*** RECORDED INFORMATION ***

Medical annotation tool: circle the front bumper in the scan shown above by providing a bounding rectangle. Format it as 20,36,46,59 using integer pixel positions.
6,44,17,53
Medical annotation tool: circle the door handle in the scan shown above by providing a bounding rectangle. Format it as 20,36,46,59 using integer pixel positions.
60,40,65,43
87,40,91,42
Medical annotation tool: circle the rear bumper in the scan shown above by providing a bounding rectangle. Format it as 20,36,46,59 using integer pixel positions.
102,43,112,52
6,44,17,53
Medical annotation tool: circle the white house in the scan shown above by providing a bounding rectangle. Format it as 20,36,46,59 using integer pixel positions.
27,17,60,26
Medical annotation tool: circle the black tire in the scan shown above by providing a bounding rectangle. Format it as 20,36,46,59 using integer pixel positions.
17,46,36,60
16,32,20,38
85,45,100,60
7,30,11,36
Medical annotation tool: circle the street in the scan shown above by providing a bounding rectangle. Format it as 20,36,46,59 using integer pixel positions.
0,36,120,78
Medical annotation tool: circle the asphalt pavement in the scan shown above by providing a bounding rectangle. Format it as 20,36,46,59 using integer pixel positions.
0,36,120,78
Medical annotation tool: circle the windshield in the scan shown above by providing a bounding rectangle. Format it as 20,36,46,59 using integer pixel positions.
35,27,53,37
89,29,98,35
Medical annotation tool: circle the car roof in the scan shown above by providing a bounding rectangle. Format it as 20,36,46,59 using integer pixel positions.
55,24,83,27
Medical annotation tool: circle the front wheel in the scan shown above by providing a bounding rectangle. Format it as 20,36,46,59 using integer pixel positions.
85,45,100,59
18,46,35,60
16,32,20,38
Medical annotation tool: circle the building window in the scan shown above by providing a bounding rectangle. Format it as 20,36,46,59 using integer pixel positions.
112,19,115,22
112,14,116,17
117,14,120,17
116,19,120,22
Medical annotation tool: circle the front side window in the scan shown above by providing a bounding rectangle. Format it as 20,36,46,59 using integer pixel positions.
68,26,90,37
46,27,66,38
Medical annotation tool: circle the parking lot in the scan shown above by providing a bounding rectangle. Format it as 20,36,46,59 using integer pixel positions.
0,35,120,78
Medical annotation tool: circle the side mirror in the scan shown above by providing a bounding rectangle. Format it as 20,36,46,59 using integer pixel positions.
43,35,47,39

***

## TASK TO CARRY OUT:
Can you retype all of the records above verbatim, with nothing changed?

## FINAL ANSWER:
Medical annotation tool: circle the front bumper in the scan shown above by providing a bounding rectangle. Format it as 20,36,46,59 using integer pixel positions.
6,44,17,53
Medical annotation tool: circle the door handle in the scan shown above by providing a bounding rectangle. Format it as 20,36,46,59 using integer pixel positions.
60,40,65,43
87,40,91,42
Medical annotation tool: circle the rear bumper in the scan shown above by providing a bounding rectangle. Format it as 20,36,46,59 using integer pixel positions.
102,43,112,52
6,44,17,53
Medical annotation tool: circle the white house in the scan shown above by providing a bounding rectangle. Format it as 20,36,46,59 using integer pixel positions.
27,17,60,26
Medical annotation tool: circle the black tire in the scan shown above by providing a bounding rectangle. Format it as 20,36,46,59 using integer pixel positions.
17,46,36,60
16,32,20,38
85,45,100,60
7,30,11,36
Medical annotation tool: circle the street in the scan shown above by providing a bounding rectangle. Format it as 20,36,46,59 using integer pixel positions.
0,36,120,78
Medical annotation tool: circle the asphalt pavement in the scan shown above by providing a bounding rectangle. Format it as 20,36,46,59 using integer pixel positions.
0,36,120,78
Medical annotation tool: circle the windshield in the scan shown above by providing a bounding rectangle. Format it as 20,36,46,59 using integer pixel positions.
35,27,53,37
89,29,98,35
Medical annotation tool: circle the car roof in the scan shown above by providing a bounding rectangle. Format it as 20,36,46,59 using integer pixel positions.
55,24,83,27
Medical annotation tool: circle the front wheel in the scan shown above by providing a bounding rectangle. Format it as 20,36,46,59 using integer pixel positions.
85,45,100,59
18,46,35,60
16,32,20,38
Medical annotation tool: circle the building window in the scan shown above by providing a bounding rectangle. Format it as 20,36,46,59 using integer pixel positions.
112,19,115,22
112,14,116,17
117,14,120,17
116,19,120,22
Medical annotation tool: circle the front side window in the scan shown above by providing a bounding rectangle. Format it as 20,36,46,59 using integer pixel positions.
68,26,90,37
46,27,66,38
Medical annotation tool: circle the parking lot in the scan shown above by providing a bounding rectangle. Format it as 20,36,46,59 using integer pixel positions.
0,35,120,78
Medical annotation tool: circle the side mirror in the scan shown above by providing a bounding rectangle. Format it as 20,36,46,59 using integer pixel positions.
43,35,47,39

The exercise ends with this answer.